(Data entries)
============================================================
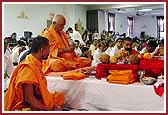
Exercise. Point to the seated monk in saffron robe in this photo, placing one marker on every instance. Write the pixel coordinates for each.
(127, 50)
(62, 56)
(28, 87)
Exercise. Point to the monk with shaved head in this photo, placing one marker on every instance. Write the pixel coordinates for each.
(62, 56)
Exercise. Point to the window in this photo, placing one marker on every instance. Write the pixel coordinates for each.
(160, 27)
(111, 22)
(130, 27)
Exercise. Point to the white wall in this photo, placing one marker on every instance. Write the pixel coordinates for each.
(121, 23)
(141, 23)
(147, 24)
(38, 15)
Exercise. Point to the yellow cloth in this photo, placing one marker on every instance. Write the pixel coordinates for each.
(69, 61)
(30, 72)
(121, 76)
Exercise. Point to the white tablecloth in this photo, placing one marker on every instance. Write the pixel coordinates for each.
(98, 95)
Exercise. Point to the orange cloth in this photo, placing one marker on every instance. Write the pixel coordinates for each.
(121, 76)
(71, 61)
(30, 72)
(74, 76)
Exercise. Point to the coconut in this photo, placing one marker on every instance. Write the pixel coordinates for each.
(113, 59)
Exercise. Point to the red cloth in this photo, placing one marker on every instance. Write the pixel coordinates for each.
(152, 67)
(159, 90)
(102, 70)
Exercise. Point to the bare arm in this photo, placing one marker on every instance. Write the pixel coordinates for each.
(29, 98)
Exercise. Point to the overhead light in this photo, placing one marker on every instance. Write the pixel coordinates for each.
(22, 15)
(144, 10)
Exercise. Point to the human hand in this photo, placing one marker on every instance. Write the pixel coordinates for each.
(57, 108)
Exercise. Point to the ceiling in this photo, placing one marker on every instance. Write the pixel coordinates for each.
(130, 9)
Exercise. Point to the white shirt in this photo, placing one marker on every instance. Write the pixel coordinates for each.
(97, 54)
(114, 50)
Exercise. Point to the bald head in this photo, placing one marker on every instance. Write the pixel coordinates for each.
(59, 22)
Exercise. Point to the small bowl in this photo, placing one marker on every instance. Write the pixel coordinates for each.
(148, 80)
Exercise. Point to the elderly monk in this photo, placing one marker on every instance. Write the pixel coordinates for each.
(127, 52)
(28, 88)
(62, 56)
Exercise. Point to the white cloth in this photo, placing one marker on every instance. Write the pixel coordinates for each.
(76, 36)
(97, 54)
(98, 95)
(92, 49)
(114, 50)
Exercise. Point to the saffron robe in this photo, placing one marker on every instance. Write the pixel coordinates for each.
(65, 61)
(30, 71)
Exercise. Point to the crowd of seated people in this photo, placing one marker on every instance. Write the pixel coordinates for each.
(67, 52)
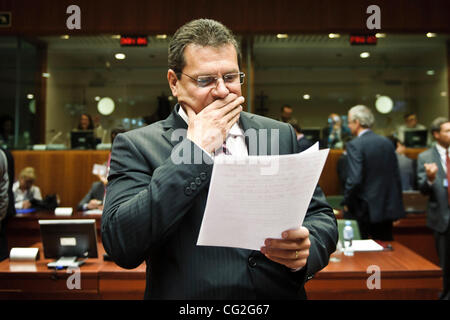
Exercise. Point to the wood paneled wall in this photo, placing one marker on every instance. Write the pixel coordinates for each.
(67, 173)
(242, 16)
============================================================
An exact copy of the records above is needed, with the pictures removed.

Result for this task
Exercise. Point to the seated monk in saffron robe in this photo, placing one marker on every instance. Write the pixel coordinates for each.
(127, 50)
(62, 56)
(28, 87)
Exercise. Point to the monk with shaved head in this photo, placing one marker on every instance. Write the pixel coordinates for each.
(62, 56)
Exercise. Point to the window in this photo, placing one marker on every instance. Write the pixel coordinates for each.
(160, 27)
(111, 22)
(130, 27)
Exercise. Point to the white wall in this photo, placing one marker on every instance. Write the pixel coordinates for each.
(121, 23)
(141, 23)
(147, 24)
(38, 15)
Exercise. Point to the yellow cloth in this photo, placing one marker on every instance. Write the pixel coordinates for each.
(69, 61)
(30, 72)
(121, 76)
Exercise. Point to the white tablecloth in this photo, placing one marker on every instance. Write the pixel coordinates for each.
(98, 95)
Exercise. Point to the orange cloth in this photo, placing one marker on every instance. Write the pixel coordinates for each.
(121, 76)
(71, 61)
(30, 72)
(74, 76)
Exercise. Point to the coconut in this photo, placing one marker on every instance. Write the pixel coordinates for each.
(113, 59)
Exercise. Point to the red cloth in this photo, placing one marker on every instance. Write the pixel coordinates for each.
(152, 67)
(159, 90)
(102, 70)
Exercise. Point to the bare arm in this photo, placing one marker on every instance. Write the pixel coordinates for each.
(29, 98)
Exercise. Point to the overhead light in this photo, placing one marker on every instance. Write the pixel coordinates for each.
(22, 15)
(144, 10)
Exercise. Point to the human hand in this photo, placing one marker on every instance. Write the pixel coordinates for each.
(57, 108)
Exercise. Point to the ceiling in this photo, placing one marker on every instance. Write the pixel coordinates for each.
(130, 9)
Exercise. Point to the white shirt in this photo, placing one marker on every instance. Write the pixel coordinates for each.
(97, 54)
(114, 50)
Exercise. Point to the bald head in this photo, placing one marker on every instance. Write the pixel coordinates for each.
(59, 22)
Exercise. Point to the small bowl in this photo, placing one marker on every instance. Write the pixel coordinates for each.
(148, 80)
Exercise. Point to the elderly monk in this photo, placing one marker on every instance. Write the pixel coordinates for each.
(127, 52)
(28, 88)
(62, 56)
Exercise. Point to the white cloth in this photo, placing one marker on every instance. Write the pixel coordinates for each.
(76, 36)
(97, 54)
(98, 95)
(92, 49)
(114, 50)
Exercise. Point to the saffron robe in this photo, placing one marker on every instance. Write the pixel coordinates for each.
(65, 61)
(30, 71)
Exercise. Point to the crowd of seated people in this photo, placing one marker on every instance. Write the pixel coordinates for each.
(67, 52)
Exercise. Point to the wood paneled wall in this photo, placing one marker on every instance. Write the pixel coordinates for each.
(67, 173)
(242, 16)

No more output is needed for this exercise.